Information given: Begin

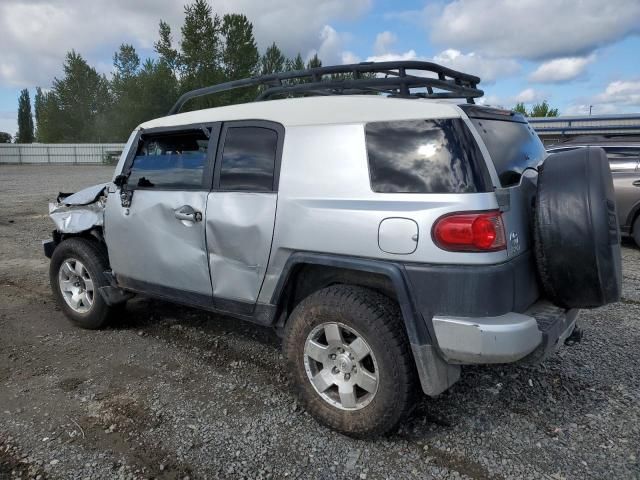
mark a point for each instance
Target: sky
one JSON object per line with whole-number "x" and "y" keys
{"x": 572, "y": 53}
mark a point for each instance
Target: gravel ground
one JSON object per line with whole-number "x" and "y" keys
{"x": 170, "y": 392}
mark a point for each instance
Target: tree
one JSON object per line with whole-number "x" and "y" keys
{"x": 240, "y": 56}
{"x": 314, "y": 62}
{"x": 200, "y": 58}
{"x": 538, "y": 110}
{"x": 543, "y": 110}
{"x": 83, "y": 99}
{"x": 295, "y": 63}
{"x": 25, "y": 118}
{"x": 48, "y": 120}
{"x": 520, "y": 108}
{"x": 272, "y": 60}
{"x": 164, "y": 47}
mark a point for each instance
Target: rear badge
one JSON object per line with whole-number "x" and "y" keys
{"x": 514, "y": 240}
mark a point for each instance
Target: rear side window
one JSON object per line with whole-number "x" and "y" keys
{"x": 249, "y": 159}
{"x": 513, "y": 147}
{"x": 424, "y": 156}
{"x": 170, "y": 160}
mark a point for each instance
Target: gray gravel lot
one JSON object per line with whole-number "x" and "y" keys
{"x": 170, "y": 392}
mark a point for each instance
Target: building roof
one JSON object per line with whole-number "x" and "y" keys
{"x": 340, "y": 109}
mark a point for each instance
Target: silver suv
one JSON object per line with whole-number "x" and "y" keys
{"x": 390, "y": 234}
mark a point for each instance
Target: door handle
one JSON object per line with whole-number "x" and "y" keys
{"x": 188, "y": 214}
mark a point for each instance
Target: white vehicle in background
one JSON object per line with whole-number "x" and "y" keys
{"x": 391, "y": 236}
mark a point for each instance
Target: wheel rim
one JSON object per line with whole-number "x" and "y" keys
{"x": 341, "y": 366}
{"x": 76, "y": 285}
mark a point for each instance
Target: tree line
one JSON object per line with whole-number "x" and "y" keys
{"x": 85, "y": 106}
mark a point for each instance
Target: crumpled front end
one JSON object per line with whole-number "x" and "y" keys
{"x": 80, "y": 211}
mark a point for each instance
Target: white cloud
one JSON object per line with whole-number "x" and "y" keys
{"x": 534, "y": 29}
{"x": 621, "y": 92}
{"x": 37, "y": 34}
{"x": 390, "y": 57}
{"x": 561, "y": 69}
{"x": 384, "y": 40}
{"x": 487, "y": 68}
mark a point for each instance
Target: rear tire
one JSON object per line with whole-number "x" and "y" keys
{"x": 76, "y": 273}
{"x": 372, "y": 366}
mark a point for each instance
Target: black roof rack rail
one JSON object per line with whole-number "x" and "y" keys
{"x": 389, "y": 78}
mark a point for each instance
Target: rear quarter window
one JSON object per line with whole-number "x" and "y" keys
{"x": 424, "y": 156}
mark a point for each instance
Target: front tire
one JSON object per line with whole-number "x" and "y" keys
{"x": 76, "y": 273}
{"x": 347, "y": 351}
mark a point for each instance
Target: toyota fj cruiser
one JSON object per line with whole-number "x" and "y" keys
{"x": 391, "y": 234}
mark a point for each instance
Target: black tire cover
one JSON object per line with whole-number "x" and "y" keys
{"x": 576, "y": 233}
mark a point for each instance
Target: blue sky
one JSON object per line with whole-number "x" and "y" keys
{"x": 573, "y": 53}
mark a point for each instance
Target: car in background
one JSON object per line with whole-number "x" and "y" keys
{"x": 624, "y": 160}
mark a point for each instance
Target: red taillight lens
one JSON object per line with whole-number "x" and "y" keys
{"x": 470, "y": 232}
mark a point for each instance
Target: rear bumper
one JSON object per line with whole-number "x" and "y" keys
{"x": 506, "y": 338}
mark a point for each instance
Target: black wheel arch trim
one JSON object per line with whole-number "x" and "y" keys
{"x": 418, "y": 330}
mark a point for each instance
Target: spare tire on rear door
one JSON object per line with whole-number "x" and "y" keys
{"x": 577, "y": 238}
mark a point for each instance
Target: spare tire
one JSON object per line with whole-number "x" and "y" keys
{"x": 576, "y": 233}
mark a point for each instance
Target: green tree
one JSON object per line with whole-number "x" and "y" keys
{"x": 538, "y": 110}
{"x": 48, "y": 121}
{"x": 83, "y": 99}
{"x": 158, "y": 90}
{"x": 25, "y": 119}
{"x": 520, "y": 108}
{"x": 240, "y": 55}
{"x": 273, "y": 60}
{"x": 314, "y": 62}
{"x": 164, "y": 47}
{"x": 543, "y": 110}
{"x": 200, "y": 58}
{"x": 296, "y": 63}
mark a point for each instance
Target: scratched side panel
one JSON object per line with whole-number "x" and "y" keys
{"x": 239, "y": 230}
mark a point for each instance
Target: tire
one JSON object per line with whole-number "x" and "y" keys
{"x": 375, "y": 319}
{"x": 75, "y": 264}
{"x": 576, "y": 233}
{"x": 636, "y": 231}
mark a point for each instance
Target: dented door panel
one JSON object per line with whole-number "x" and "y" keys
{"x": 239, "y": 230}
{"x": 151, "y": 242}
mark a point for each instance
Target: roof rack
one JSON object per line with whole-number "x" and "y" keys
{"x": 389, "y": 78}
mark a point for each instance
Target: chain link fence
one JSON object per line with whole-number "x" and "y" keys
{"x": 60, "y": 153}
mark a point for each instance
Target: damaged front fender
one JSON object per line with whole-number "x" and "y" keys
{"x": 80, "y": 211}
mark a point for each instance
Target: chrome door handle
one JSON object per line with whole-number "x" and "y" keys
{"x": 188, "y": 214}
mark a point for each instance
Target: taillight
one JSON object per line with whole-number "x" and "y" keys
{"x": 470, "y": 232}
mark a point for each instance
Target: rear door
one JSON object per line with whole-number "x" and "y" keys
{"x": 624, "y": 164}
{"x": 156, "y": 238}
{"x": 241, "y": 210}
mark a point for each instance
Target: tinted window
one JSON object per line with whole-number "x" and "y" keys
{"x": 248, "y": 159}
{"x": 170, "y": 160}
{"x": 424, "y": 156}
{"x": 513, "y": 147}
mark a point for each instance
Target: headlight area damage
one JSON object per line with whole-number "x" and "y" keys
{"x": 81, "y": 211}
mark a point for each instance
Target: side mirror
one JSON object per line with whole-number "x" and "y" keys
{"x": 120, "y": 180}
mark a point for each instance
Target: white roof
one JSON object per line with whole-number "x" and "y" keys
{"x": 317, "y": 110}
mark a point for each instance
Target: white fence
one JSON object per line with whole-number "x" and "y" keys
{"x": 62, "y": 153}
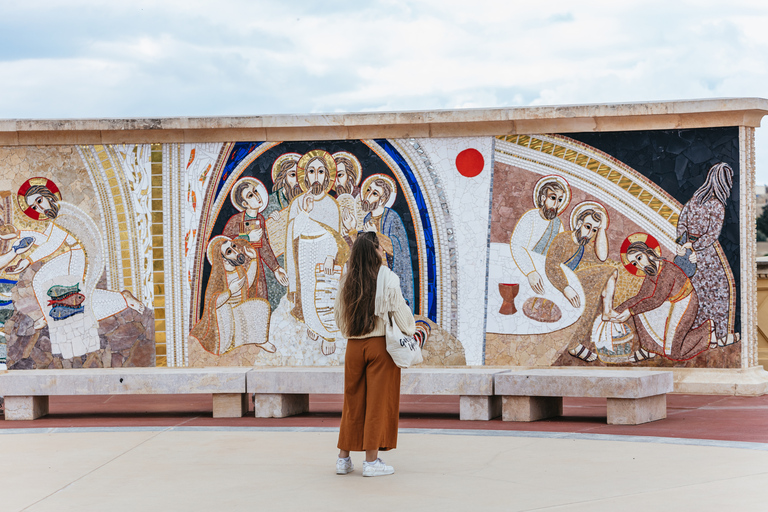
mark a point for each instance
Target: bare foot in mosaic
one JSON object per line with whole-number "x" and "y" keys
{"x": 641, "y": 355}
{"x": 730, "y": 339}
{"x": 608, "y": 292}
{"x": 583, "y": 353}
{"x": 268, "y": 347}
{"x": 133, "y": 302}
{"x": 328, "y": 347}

Information given: End
Information given: Begin

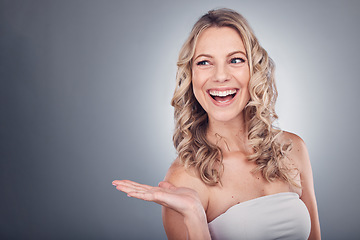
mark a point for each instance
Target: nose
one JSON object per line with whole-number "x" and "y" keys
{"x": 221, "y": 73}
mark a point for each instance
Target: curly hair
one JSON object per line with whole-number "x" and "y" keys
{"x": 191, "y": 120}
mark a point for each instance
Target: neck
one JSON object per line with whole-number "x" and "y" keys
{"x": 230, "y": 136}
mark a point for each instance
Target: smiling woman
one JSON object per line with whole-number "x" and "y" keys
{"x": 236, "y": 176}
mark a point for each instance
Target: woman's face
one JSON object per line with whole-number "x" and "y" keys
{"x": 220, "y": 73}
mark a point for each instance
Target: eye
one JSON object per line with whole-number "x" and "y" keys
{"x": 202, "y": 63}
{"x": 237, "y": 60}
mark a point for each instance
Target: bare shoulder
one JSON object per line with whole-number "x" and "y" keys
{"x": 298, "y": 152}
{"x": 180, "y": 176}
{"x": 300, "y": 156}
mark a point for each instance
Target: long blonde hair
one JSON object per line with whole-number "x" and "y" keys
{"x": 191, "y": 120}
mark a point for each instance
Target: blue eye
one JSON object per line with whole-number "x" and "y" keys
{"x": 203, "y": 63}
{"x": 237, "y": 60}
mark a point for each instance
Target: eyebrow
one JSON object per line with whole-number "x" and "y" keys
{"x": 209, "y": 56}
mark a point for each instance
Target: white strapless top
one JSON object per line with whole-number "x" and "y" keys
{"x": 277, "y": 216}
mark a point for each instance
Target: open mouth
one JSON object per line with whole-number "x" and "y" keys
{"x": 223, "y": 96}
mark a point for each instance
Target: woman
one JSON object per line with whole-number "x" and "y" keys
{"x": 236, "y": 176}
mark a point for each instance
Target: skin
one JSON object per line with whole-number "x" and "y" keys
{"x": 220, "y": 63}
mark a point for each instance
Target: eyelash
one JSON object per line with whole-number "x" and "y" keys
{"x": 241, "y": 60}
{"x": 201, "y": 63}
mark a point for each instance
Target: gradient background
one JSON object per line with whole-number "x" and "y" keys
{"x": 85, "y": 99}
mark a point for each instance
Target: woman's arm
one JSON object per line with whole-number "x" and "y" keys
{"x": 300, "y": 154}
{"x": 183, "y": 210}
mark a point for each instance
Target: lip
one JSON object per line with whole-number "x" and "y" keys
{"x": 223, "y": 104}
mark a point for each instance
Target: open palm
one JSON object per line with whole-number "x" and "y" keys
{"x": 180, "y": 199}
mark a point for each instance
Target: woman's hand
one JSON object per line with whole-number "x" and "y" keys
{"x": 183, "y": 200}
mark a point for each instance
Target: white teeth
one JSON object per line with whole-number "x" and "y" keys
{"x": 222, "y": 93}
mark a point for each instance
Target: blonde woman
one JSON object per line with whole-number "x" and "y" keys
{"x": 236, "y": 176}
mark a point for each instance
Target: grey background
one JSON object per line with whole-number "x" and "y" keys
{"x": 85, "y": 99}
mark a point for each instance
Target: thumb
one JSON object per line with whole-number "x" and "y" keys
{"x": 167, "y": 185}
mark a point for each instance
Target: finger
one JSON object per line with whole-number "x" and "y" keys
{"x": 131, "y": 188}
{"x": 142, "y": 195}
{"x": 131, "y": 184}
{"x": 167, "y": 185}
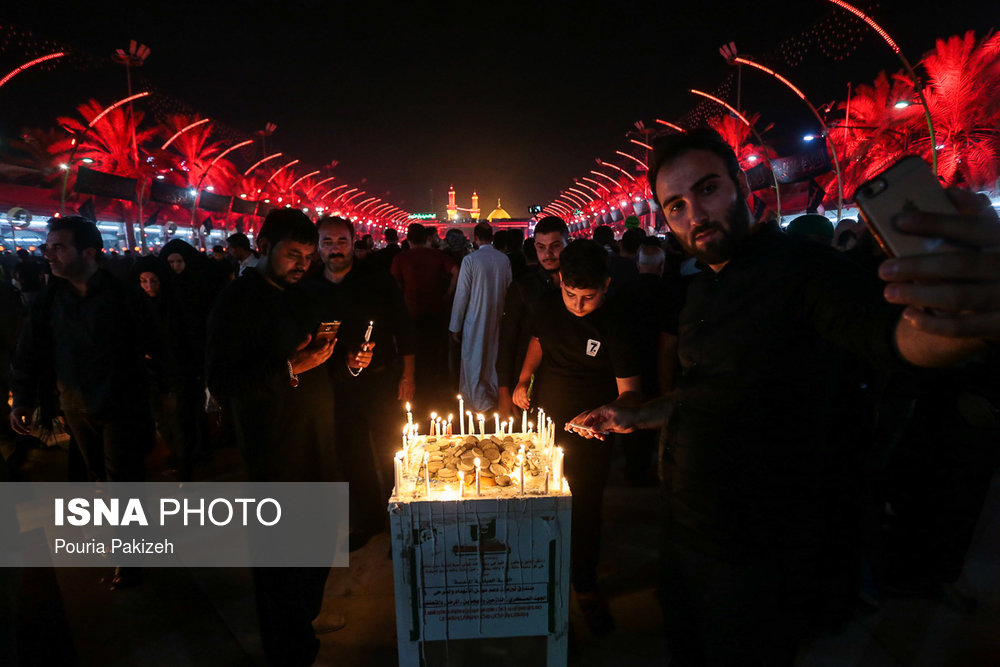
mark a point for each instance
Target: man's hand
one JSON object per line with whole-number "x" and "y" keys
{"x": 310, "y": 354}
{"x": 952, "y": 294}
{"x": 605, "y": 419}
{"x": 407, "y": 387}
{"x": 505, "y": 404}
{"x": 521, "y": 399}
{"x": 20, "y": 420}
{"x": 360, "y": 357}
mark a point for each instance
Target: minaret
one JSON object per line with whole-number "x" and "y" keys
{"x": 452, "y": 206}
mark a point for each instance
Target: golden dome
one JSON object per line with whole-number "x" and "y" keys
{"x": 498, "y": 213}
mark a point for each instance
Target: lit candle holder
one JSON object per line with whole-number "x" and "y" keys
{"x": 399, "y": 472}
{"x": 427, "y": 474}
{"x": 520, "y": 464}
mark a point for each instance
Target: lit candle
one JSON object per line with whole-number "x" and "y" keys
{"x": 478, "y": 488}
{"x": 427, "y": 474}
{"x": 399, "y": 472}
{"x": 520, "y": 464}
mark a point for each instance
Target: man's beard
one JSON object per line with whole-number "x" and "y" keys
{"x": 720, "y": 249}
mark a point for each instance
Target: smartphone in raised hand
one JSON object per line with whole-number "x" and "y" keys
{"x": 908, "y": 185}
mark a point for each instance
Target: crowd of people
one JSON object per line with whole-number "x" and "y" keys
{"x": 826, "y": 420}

Information given: End

## Exercise prompt
Each line of the records with the word "wheel" in it is to be copied.

## Exercise answer
Target: wheel rim
Target: black wheel arch trim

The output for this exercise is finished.